What you will do
Locate the line containing "negative clicks: (653, 313) (477, 286)", then please write out that line and all the lines below it in the entries exactly.

Stored data entries
- Opening Delimiter -

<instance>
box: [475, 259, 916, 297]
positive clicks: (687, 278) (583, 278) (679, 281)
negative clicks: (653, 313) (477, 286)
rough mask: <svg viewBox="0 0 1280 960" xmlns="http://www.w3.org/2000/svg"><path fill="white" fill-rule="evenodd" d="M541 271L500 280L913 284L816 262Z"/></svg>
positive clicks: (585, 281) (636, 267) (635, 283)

- Closing Delimiter -

Exercise solution
negative clicks: (653, 313) (477, 286)
rough mask: <svg viewBox="0 0 1280 960" xmlns="http://www.w3.org/2000/svg"><path fill="white" fill-rule="evenodd" d="M541 271L500 280L913 284L816 262Z"/></svg>
positive clicks: (585, 281) (636, 267) (635, 283)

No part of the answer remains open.